Document segment:
====

Canadian and international accounting regulators are working on a major overhaul of the way financial statements are presented that will move pension plan reporting out of the fine print of the footnotes and put it front and centre in financial results.
The reforms -- which are still in the drafting stage -- will require companies with defined benefit pension plans to report any surplus or deficit in their plans on a redesigned income statement. They will also be compelled to clearly show the impact that income or losses from their pension plans had on their results.
"We want to make things much more transparent so people don't have to dig around in the footnotes to figure out what is going on," says Tricia O'Malley, Canada's representative on the International Accounting Standards Board.
The proposed changes, which the international regulator would like to put in place in 2004, are sure to push the issue of pension accounting even further up the business agenda in the coming year.
"This will be a big accounting issue for 2003," predicts Christine Wiedman, an accounting professor at the University of Western Ontario who is doing research on pension funds in Canada.
Prof. Wiedman says the topic likely will gain more attention as companies disclose growing funding deficits for plans in their 2002 results and those liabilities begin to affect their credit ratings and their ability to borrow. That is what has already happened at major U.S. companies such as General Motors Corp. and Ford Motor Co., which had their credit ratings lowered by Standard & Poor's partly over concerns about their pension funds.
The issue of pension accounting has become a flash-point over the past year, largely because of the dramatic reversal in fortune many plans have faced as both equity markets and interest rates went into freefall.
Hefty surpluses have evaporated and companies that for years had the luxury of using income from their pension plans to boost their bottom line are now faced with growing pension costs.
To make matters worse, the field of pension accounting is awash with rules that often make it difficult for investors to figure out just how bad -- or even how good -- things are.

====

Goal:
Quote the pension accounting article in full, word for word. The material that comes next has no connection to the pension accounting article.

Data shown:
====

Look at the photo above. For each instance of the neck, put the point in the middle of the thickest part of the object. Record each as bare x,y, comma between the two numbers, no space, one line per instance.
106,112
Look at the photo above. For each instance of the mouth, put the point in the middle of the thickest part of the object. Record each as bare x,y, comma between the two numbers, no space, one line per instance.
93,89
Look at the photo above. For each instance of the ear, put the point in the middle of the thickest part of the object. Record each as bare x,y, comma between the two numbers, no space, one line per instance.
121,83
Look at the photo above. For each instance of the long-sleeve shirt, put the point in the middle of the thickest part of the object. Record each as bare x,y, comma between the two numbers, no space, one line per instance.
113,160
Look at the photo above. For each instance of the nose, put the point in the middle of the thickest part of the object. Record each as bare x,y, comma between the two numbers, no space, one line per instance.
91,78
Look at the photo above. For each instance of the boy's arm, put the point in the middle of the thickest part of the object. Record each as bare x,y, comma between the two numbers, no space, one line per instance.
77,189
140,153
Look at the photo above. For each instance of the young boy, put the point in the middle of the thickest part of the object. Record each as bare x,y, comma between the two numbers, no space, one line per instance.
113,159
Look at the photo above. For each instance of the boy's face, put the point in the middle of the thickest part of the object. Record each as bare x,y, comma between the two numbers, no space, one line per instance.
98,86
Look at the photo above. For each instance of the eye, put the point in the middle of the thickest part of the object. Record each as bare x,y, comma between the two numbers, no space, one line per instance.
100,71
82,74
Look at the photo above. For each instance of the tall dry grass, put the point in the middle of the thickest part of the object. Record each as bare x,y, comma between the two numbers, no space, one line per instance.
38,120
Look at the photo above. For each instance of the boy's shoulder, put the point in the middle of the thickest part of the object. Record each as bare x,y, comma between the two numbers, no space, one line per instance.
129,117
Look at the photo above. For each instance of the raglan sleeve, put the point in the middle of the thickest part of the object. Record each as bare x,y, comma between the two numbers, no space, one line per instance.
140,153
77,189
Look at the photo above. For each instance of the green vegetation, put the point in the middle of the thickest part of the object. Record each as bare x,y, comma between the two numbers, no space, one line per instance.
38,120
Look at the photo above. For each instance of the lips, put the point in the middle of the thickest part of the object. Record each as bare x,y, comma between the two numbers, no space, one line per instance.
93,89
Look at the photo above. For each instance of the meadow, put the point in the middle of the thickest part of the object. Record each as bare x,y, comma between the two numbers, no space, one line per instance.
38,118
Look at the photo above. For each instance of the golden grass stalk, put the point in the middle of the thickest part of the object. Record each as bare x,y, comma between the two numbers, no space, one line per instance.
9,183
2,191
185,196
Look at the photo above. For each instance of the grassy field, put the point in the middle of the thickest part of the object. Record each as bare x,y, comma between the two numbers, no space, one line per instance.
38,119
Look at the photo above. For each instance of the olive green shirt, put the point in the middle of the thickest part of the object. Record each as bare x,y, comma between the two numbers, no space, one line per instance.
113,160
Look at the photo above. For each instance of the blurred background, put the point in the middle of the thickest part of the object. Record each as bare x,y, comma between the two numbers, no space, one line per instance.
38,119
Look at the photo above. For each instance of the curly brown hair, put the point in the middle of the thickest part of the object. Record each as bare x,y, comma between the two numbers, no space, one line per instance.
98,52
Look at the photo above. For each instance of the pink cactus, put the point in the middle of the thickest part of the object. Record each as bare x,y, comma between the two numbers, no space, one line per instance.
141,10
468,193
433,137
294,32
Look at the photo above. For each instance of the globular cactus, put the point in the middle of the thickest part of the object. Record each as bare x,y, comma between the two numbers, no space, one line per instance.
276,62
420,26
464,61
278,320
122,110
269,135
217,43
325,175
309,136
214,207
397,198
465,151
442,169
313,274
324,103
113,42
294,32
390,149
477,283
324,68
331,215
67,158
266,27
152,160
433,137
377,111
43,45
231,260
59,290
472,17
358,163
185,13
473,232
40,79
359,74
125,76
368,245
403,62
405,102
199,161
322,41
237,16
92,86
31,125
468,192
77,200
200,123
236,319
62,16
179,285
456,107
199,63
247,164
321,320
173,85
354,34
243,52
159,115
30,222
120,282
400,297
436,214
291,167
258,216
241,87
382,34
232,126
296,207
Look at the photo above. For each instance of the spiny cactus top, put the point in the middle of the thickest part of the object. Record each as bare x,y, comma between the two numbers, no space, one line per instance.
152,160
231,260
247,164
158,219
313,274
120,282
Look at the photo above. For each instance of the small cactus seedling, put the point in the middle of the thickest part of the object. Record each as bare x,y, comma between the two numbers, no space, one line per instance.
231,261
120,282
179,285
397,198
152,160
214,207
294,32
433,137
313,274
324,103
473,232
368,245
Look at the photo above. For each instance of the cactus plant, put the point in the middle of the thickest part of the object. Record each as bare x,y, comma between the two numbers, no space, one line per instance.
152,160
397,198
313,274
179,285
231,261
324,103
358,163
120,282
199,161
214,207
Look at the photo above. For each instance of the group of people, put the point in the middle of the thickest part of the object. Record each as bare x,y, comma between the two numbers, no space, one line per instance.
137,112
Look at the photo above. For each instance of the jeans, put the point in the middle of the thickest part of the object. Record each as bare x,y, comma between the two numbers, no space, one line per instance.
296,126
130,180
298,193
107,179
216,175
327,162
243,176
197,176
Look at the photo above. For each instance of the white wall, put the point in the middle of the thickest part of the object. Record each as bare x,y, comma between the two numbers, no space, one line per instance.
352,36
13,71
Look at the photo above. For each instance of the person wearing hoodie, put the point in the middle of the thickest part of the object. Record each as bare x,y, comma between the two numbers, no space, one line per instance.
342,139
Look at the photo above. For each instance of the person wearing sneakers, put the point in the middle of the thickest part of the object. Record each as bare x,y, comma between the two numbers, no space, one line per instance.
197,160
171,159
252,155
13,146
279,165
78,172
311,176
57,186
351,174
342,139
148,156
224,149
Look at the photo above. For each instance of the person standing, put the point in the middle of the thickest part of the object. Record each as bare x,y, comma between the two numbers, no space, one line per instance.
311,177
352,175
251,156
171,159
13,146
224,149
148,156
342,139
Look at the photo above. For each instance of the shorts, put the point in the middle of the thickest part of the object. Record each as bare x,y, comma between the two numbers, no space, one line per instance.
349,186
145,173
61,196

====

Solution for this problem:
Canadian and international accounting regulators are working on a major overhaul of the way financial statements are presented that will move pension plan reporting out of the fine print of the footnotes and put it front and centre in financial results.
The reforms -- which are still in the drafting stage -- will require companies with defined benefit pension plans to report any surplus or deficit in their plans on a redesigned income statement. They will also be compelled to clearly show the impact that income or losses from their pension plans had on their results.
"We want to make things much more transparent so people don't have to dig around in the footnotes to figure out what is going on," says Tricia O'Malley, Canada's representative on the International Accounting Standards Board.
The proposed changes, which the international regulator would like to put in place in 2004, are sure to push the issue of pension accounting even further up the business agenda in the coming year.
"This will be a big accounting issue for 2003," predicts Christine Wiedman, an accounting professor at the University of Western Ontario who is doing research on pension funds in Canada.
Prof. Wiedman says the topic likely will gain more attention as companies disclose growing funding deficits for plans in their 2002 results and those liabilities begin to affect their credit ratings and their ability to borrow. That is what has already happened at major U.S. companies such as General Motors Corp. and Ford Motor Co., which had their credit ratings lowered by Standard & Poor's partly over concerns about their pension funds.
The issue of pension accounting has become a flash-point over the past year, largely because of the dramatic reversal in fortune many plans have faced as both equity markets and interest rates went into freefall.
Hefty surpluses have evaporated and companies that for years had the luxury of using income from their pension plans to boost their bottom line are now faced with growing pension costs.
To make matters worse, the field of pension accounting is awash with rules that often make it difficult for investors to figure out just how bad -- or even how good -- things are.